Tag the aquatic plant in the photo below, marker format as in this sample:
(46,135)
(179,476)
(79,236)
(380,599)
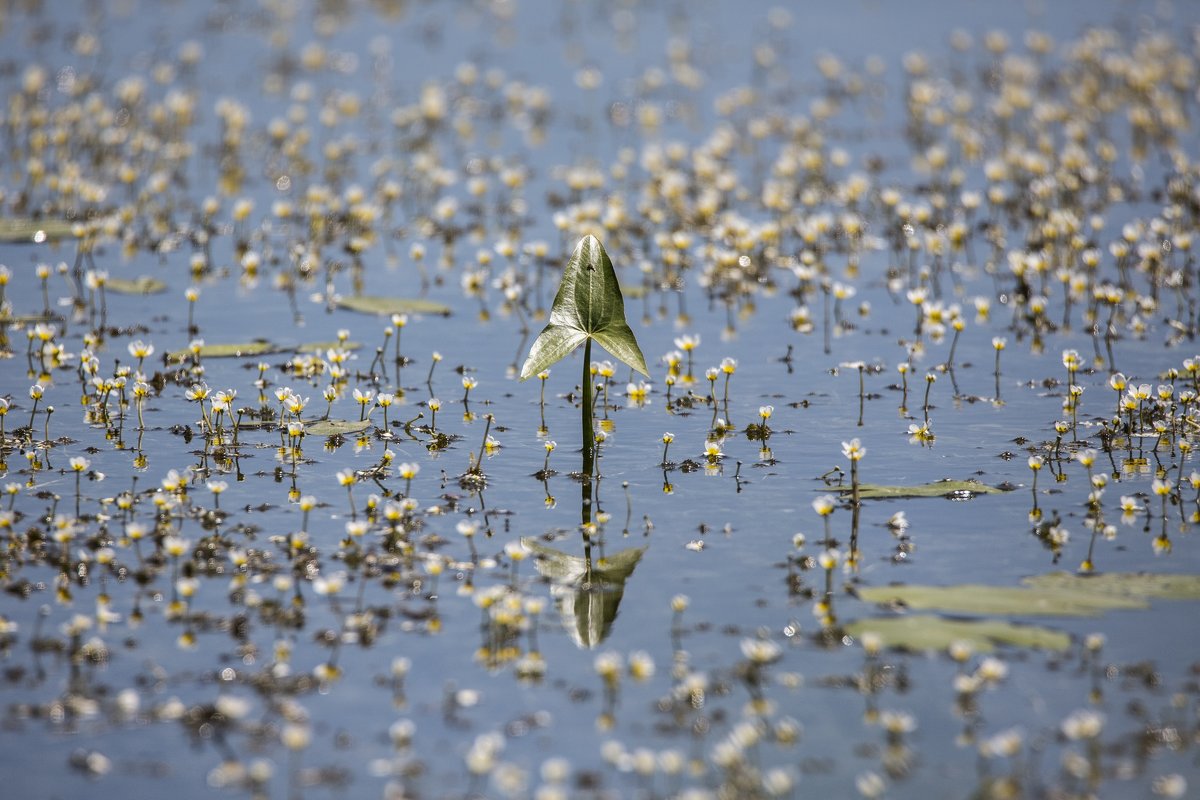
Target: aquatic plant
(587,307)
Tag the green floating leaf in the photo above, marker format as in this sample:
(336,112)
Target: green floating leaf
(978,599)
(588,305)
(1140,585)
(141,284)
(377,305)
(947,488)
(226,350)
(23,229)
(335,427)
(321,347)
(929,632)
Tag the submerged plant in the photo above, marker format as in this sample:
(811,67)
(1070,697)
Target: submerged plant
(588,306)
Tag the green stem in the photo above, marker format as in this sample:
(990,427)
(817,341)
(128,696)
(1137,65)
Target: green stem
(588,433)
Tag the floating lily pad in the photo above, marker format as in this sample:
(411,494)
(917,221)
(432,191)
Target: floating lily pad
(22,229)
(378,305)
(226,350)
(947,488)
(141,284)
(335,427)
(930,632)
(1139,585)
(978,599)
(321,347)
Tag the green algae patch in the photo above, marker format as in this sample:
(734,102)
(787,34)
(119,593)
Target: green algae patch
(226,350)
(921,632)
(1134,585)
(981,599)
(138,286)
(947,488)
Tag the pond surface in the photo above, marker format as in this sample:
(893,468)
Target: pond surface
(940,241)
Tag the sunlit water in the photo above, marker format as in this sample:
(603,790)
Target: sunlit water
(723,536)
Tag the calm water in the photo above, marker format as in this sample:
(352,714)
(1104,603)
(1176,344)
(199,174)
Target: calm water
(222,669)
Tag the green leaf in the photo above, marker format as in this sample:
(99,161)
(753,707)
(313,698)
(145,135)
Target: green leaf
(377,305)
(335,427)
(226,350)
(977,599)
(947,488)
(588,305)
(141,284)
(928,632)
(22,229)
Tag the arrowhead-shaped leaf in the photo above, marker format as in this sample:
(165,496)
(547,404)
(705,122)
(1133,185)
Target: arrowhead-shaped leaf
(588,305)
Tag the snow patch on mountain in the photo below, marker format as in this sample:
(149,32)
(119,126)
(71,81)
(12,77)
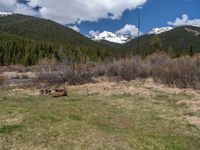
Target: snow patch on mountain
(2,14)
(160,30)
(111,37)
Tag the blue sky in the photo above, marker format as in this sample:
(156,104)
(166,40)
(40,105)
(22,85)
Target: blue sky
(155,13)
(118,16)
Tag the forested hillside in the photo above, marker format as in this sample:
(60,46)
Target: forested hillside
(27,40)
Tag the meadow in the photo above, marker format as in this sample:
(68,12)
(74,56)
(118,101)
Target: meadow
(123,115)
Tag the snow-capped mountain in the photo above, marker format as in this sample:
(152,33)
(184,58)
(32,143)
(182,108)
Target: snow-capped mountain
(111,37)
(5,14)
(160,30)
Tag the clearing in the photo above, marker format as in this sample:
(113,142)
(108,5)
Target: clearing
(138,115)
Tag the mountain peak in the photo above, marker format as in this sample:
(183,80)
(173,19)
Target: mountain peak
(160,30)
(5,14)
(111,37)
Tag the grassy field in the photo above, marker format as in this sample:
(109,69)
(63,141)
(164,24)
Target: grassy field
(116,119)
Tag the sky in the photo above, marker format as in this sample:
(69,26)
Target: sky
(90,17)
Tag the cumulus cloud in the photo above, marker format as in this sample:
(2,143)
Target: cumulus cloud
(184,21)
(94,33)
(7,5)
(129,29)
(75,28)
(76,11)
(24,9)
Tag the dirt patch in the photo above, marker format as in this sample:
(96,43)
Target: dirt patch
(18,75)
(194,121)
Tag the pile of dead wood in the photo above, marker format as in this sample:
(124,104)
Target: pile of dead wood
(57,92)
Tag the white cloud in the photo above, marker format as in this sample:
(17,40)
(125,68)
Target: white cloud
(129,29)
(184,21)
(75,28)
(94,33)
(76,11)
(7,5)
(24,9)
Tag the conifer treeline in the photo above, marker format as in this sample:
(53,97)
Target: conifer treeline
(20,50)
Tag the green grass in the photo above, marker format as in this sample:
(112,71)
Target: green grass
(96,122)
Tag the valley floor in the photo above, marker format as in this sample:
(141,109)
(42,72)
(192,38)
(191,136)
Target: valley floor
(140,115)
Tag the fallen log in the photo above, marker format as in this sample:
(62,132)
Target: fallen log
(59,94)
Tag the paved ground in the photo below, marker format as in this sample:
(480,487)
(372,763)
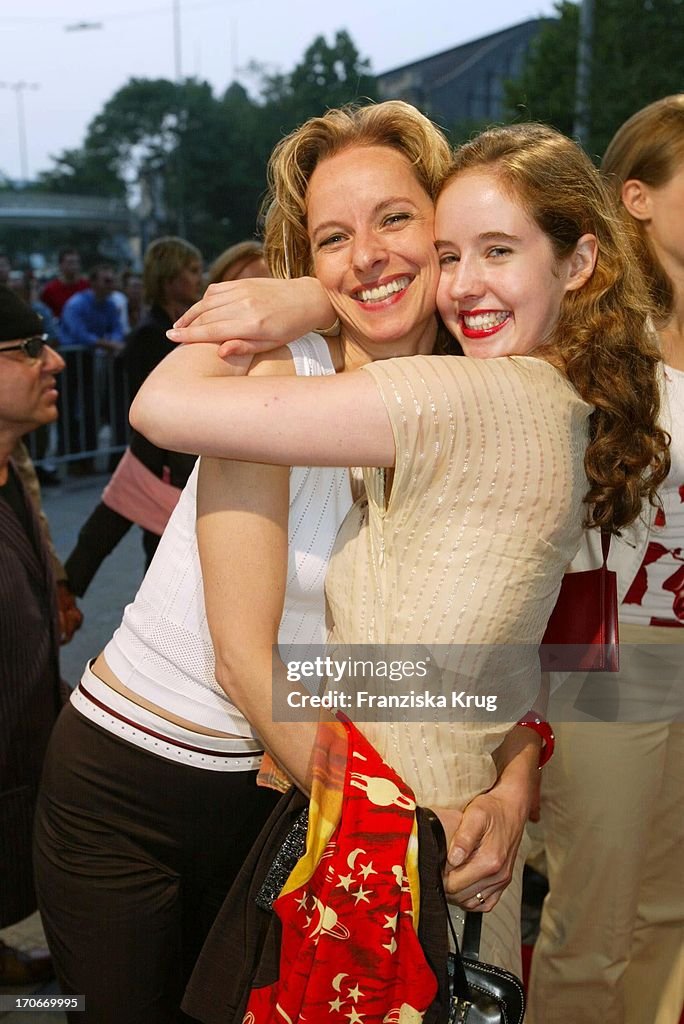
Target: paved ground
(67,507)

__DIRECTIONS__
Your task is an exact transcription of all the data, minus the pictures.

__RESULT FOR THIS TASK__
Tag the aquatic plant in the photo below, marker format as in this sample:
(46,135)
(179,476)
(79,236)
(380,599)
Target: aquatic plant
(587,307)
Tag the green floating leaf in the photo above, marker format as in this sample:
(336,112)
Target: green floating leaf
(978,599)
(588,305)
(1140,585)
(141,284)
(377,305)
(947,488)
(226,350)
(23,229)
(335,427)
(321,347)
(929,632)
Tag the submerged plant in the photo above, marker format as in this sample:
(811,67)
(1070,697)
Target: submerged plant
(588,306)
Tag the green stem in the photo above, marker format as in this sample:
(990,427)
(817,341)
(128,696)
(1137,65)
Target: green stem
(588,433)
Tag the floating lily pad in the photo above, marker format as in this sample:
(411,494)
(917,221)
(432,191)
Target: floating lily pad
(22,229)
(378,305)
(226,350)
(947,488)
(141,284)
(335,427)
(930,632)
(1139,585)
(978,599)
(321,347)
Tag the green algae patch in the photo above, marker format as in this sample:
(734,102)
(787,34)
(119,593)
Target: green algae patch
(226,350)
(921,632)
(1134,585)
(981,599)
(138,286)
(947,488)
Tag the pond surface in the photo above, marker format as in this sample:
(893,468)
Target: pond surface
(940,241)
Tag the sunlit water in the photo above, marker format as in this sample:
(603,790)
Target: sunlit water
(723,536)
Tag the calm water in the photo above, marker format as in this sample:
(352,714)
(1104,603)
(1176,344)
(199,174)
Target: calm water
(222,669)
Tag the green leaf in the photo above, marker format as in this sample:
(99,161)
(753,707)
(313,698)
(145,135)
Target: green leaf
(377,305)
(335,427)
(226,350)
(977,599)
(947,488)
(588,305)
(141,284)
(928,632)
(22,229)
Tag the arrowhead-shaped leaf in the photo above, marker format as in this sample:
(165,496)
(547,404)
(705,122)
(1133,185)
Target: arrowhead-shaped leaf
(588,305)
Tag the snow patch on mountain in the photo below, marker format as in this sample:
(149,32)
(119,126)
(71,81)
(12,77)
Target: snow patch on mountain
(2,14)
(160,30)
(111,37)
Tag the blue sky in the photo above, marker format as in this sample:
(156,104)
(166,40)
(40,105)
(22,85)
Target: blue sky
(155,13)
(118,16)
Tag the forested hillside in the photo above, marker format as in this sample:
(60,46)
Target: forested hillside
(27,40)
Tag the meadow in the photo above, marker format as in this sample:
(68,12)
(74,56)
(118,101)
Target: meadow
(123,115)
Tag the snow-capped mountain in the photo above, marker format as in this sample:
(152,33)
(184,58)
(32,143)
(182,108)
Target: snow-capped mountain
(111,37)
(5,14)
(160,30)
Tag the clearing in the photo above, marker format as in this sample:
(113,142)
(108,5)
Target: clearing
(138,115)
Tag the mountain peak in the photo above, marker format as in this sample:
(183,80)
(173,19)
Target: mountain peak
(160,30)
(5,14)
(111,37)
Tag the grassy field in the photo above, marker format as in this sample:
(109,69)
(63,141)
(164,24)
Target: grassy field
(116,119)
Tag the sky in the photo above, marker format as in this sample:
(69,26)
Target: sky
(90,17)
Tag the cumulus cloud in the photo above, marker format as in this sample:
(2,143)
Target: cumulus cloud
(184,21)
(94,33)
(7,5)
(129,29)
(75,28)
(76,11)
(24,9)
Tag the dirt patch in the photo above, marker format as in this sample:
(96,43)
Target: dirt patch
(18,75)
(194,121)
Tag the pile of dead wood in the photo above, marker format as in this sample:
(124,104)
Target: pile of dead wood
(57,92)
Tag the white cloud in the photo above, marker format as in this sample:
(17,40)
(125,68)
Target: white cloud
(129,29)
(184,21)
(75,28)
(94,33)
(76,11)
(7,5)
(24,9)
Tag the conifer treeline in the photo above, marker format as in this sample:
(53,97)
Target: conifer treeline
(20,50)
Tag the green grass in the photo above, marker format as in this sample:
(112,71)
Target: green grass
(96,122)
Tag the valley floor in the photo above, marker format as in this sample:
(141,109)
(42,72)
(192,38)
(191,136)
Target: valley floor
(140,115)
Tag the fallen log in the photo above, marker format as in this sample:
(62,132)
Target: fallen log
(59,94)
Tag the paved ground in the photo below, marker format as in this sample:
(480,487)
(372,763)
Target: paved ground
(67,507)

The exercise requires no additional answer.